→ Problem description:
Lines from the one containing "Each instance of the white cloud" through the last one in the data below: write them out word for word, and only them.

→ Supplied records:
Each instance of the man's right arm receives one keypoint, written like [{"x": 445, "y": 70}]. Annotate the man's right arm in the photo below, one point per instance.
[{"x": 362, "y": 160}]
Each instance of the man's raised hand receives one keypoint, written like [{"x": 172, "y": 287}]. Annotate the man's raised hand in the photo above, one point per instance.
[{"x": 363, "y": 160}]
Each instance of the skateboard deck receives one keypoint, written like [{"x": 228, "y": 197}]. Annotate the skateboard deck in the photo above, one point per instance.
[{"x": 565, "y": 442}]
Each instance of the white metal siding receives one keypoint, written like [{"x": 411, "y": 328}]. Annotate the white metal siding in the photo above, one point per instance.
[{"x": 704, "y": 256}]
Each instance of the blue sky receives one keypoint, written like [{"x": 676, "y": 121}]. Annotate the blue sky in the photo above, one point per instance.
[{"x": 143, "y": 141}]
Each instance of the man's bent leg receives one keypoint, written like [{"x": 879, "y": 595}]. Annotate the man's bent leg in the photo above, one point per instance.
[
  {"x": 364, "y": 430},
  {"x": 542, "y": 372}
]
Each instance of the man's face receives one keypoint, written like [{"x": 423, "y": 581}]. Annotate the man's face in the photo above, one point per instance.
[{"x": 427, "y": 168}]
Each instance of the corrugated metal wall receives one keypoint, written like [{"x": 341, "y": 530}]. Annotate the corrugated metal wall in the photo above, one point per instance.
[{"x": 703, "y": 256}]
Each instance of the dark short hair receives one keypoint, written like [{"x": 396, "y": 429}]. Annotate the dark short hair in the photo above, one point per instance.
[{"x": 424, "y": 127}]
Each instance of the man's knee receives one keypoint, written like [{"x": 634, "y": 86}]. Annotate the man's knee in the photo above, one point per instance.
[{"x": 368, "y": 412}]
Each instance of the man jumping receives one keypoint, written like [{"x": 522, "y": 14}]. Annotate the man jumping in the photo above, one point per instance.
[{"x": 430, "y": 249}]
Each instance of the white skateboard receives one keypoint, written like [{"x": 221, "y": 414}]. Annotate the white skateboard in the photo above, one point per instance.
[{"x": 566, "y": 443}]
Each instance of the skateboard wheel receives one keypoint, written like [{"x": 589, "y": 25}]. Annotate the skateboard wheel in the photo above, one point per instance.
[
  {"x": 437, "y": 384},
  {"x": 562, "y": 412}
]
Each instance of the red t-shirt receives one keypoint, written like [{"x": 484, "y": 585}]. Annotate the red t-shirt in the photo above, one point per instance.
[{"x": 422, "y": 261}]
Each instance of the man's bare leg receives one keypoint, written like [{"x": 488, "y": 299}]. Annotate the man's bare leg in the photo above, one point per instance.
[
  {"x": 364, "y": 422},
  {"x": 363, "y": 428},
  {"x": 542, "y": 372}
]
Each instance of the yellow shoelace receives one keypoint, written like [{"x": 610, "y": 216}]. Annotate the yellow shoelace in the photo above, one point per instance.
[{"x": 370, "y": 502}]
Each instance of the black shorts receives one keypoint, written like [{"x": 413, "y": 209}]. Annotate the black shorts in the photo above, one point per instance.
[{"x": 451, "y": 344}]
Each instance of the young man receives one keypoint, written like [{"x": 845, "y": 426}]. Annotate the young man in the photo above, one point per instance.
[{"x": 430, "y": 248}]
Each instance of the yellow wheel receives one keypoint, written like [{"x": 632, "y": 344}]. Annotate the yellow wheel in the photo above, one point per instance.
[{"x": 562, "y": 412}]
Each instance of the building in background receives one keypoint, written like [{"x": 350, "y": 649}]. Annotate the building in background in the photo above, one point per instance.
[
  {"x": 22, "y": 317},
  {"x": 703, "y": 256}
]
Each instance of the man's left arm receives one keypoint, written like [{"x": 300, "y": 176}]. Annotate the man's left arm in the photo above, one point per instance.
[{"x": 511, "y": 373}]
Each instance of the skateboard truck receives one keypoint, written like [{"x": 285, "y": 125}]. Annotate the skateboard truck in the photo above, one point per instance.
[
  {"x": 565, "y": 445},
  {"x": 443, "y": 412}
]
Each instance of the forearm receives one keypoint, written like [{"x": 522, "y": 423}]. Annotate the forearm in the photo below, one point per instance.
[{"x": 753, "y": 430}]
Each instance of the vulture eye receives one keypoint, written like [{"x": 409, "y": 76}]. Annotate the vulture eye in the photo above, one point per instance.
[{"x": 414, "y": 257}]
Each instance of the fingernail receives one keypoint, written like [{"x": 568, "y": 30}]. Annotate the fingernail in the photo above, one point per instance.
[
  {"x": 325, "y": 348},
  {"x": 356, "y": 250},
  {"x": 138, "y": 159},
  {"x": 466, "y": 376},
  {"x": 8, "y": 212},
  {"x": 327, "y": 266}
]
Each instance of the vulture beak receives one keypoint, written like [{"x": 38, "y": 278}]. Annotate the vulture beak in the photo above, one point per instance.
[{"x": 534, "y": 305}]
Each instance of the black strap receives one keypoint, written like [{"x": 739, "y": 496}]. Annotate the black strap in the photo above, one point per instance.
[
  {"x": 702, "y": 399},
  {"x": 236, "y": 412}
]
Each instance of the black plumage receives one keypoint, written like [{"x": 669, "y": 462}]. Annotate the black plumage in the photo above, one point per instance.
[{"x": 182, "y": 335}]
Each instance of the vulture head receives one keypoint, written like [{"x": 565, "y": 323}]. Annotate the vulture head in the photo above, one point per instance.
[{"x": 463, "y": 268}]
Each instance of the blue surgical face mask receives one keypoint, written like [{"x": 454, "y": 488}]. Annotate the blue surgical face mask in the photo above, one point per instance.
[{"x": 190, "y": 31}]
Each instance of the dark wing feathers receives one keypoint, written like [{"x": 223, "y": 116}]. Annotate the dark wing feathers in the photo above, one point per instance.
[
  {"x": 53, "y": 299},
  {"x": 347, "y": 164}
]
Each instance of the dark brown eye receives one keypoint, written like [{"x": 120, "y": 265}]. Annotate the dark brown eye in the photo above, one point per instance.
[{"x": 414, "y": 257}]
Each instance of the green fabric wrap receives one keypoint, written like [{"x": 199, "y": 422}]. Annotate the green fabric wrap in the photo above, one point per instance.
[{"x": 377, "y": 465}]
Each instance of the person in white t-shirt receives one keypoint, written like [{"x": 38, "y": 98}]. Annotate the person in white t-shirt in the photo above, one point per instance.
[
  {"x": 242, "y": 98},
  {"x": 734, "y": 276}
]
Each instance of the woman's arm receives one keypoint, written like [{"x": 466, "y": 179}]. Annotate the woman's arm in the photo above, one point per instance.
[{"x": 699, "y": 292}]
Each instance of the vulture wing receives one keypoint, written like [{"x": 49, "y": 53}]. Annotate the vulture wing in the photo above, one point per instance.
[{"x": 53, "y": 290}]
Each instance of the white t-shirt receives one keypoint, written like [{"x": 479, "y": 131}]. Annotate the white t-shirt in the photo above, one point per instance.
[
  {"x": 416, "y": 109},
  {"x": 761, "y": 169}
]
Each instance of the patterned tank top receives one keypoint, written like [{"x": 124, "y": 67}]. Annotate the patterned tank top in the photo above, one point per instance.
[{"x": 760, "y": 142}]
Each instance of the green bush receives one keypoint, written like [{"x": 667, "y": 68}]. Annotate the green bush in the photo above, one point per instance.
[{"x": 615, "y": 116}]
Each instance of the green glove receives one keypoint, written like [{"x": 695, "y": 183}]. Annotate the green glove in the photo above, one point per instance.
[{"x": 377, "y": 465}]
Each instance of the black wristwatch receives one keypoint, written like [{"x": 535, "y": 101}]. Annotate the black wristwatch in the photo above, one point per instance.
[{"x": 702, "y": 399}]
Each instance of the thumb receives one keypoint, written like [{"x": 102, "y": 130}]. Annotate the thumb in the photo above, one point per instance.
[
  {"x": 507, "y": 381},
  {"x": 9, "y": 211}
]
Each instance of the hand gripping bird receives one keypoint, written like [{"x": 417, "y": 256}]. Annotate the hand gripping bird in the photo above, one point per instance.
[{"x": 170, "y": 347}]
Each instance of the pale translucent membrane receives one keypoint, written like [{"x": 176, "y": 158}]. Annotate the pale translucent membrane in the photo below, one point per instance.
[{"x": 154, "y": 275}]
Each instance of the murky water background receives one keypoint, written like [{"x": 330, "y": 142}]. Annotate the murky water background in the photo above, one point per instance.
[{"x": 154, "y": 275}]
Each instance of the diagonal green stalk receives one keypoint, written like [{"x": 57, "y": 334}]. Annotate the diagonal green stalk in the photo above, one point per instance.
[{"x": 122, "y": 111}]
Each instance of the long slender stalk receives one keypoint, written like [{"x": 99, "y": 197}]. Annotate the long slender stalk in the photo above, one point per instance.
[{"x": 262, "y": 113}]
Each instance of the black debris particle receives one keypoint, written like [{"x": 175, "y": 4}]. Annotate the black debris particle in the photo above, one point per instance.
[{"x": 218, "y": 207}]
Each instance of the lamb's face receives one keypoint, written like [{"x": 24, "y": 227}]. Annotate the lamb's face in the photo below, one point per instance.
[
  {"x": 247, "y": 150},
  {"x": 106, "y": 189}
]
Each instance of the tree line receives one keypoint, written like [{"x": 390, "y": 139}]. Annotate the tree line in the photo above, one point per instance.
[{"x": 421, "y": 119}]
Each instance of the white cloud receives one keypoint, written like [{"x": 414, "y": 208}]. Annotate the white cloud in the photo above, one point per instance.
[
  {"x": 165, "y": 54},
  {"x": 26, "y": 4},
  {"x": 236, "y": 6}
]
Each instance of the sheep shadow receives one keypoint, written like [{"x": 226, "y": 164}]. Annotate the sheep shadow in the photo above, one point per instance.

→ Your solution:
Each instance of the white cloud receives one keypoint, written like [{"x": 414, "y": 208}]. Annotate the white cloud in the photo above, one point per instance.
[
  {"x": 165, "y": 54},
  {"x": 26, "y": 4},
  {"x": 236, "y": 6}
]
Each instance of the sheep shadow receives one keypoint, written like [{"x": 226, "y": 164}]. Annotate the sheep shadow in the photo above, one point per instance.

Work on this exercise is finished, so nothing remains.